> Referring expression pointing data
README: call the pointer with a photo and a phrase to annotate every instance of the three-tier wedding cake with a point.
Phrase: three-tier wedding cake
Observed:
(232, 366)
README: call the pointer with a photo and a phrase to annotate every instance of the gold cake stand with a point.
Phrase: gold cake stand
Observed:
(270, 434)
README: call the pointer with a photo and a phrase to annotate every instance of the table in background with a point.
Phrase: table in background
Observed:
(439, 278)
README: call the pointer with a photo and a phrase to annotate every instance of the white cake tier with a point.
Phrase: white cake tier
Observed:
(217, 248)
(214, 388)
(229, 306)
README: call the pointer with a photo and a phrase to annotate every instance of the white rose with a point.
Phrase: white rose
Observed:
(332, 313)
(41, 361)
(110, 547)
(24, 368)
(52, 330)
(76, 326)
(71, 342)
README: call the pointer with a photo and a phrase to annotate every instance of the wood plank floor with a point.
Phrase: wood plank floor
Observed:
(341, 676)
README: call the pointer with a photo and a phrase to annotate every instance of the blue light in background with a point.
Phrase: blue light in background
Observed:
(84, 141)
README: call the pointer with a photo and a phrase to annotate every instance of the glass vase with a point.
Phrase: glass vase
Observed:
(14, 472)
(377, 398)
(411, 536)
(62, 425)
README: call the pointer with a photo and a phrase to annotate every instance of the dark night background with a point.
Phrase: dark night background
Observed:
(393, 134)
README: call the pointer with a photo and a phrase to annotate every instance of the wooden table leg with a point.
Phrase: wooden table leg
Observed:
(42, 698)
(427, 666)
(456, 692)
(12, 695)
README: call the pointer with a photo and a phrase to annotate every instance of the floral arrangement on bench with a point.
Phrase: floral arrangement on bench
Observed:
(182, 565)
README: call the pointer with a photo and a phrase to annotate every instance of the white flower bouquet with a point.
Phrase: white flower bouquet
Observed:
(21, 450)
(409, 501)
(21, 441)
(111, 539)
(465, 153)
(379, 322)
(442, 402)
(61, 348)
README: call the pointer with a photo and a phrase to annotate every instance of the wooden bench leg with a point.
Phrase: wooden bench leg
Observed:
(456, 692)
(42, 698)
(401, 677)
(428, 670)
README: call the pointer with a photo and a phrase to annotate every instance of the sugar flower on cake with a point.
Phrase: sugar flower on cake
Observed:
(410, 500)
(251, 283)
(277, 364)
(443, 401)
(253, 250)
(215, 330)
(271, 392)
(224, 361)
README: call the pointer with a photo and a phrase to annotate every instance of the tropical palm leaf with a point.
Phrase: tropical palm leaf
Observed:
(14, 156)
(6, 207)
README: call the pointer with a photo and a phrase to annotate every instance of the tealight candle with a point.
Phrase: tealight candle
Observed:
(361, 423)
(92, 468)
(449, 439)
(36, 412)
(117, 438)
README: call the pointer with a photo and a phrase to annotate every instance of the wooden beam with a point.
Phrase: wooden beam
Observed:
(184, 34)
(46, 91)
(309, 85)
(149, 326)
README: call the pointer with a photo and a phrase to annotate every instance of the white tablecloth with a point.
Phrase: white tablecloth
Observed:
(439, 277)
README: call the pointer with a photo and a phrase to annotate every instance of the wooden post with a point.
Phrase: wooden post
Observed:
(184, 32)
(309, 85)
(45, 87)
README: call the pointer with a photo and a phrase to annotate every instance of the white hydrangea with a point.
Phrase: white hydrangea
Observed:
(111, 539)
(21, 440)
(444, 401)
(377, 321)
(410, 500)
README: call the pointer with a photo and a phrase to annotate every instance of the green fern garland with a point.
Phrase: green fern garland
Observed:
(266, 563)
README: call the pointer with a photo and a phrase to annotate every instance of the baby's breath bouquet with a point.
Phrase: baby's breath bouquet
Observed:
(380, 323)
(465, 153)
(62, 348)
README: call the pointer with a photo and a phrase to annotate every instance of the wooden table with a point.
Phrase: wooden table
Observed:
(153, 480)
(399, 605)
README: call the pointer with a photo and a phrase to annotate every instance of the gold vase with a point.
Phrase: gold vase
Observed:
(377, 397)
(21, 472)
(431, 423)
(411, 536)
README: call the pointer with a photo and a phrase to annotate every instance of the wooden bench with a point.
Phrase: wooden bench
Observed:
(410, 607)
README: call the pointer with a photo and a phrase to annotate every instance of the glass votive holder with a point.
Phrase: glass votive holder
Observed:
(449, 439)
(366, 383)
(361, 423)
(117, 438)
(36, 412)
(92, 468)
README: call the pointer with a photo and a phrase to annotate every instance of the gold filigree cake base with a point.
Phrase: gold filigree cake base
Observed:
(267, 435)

==

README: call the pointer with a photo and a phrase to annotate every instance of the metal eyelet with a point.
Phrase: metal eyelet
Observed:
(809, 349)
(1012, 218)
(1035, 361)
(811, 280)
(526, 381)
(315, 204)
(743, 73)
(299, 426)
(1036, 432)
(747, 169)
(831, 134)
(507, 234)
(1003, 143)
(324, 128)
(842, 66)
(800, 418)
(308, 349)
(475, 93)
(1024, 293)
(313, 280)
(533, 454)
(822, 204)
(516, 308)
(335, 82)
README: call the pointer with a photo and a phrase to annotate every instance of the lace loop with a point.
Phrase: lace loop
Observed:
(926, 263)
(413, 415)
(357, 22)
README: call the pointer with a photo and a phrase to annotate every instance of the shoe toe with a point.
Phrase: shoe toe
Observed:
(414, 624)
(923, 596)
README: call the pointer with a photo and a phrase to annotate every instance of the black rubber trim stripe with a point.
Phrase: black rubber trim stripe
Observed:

==

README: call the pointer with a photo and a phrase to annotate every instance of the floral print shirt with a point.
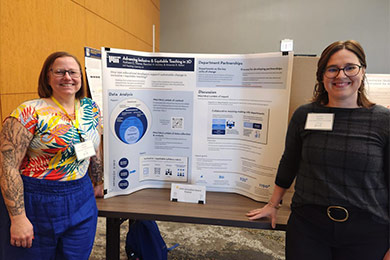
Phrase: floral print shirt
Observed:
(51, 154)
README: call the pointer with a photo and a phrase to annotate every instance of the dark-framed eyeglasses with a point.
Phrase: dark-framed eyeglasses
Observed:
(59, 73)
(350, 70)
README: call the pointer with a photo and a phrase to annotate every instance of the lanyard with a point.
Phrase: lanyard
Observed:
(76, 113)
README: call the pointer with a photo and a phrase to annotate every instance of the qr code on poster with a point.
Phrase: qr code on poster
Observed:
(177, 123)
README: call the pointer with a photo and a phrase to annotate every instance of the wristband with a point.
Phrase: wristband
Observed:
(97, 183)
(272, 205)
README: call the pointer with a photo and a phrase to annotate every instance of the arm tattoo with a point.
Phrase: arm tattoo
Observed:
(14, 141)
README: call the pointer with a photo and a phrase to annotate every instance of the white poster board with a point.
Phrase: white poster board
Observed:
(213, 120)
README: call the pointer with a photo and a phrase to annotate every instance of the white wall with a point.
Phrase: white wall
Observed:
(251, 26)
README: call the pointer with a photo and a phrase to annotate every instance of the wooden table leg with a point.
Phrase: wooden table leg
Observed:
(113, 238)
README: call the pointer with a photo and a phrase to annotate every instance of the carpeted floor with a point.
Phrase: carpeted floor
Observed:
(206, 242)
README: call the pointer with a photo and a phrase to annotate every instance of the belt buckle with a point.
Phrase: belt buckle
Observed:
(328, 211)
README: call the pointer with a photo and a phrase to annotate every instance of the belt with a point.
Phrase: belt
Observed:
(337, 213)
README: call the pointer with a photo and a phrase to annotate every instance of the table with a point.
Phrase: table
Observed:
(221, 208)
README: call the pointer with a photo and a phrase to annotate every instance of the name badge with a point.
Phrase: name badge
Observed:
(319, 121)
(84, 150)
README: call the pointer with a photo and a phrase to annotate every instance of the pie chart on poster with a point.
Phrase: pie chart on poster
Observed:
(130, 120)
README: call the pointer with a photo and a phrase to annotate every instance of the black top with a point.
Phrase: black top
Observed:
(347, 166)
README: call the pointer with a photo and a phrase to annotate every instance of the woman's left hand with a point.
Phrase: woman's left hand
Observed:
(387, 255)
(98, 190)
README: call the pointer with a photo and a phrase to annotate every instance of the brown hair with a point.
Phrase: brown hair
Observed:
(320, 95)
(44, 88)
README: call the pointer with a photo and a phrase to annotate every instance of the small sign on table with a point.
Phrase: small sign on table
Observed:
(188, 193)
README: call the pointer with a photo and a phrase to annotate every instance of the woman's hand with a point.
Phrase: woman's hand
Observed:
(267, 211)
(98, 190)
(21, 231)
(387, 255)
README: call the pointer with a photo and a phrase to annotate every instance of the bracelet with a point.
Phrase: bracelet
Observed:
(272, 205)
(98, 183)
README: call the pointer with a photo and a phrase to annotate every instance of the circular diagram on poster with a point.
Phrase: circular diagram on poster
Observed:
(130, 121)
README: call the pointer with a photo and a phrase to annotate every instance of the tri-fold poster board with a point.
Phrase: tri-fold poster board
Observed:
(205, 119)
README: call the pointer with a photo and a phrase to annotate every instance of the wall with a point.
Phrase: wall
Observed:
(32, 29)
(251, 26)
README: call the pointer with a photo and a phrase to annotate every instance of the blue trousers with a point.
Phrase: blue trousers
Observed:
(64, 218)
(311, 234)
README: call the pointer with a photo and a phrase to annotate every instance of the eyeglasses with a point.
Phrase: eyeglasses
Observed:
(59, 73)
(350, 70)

> Required work
Filter the data above, keeping only lines that include the string "tablecloth".

> Your response
README: call the pointer with a photo and a phrase to annotate every instance of the white tablecloth with a point.
Phrase: white tablecloth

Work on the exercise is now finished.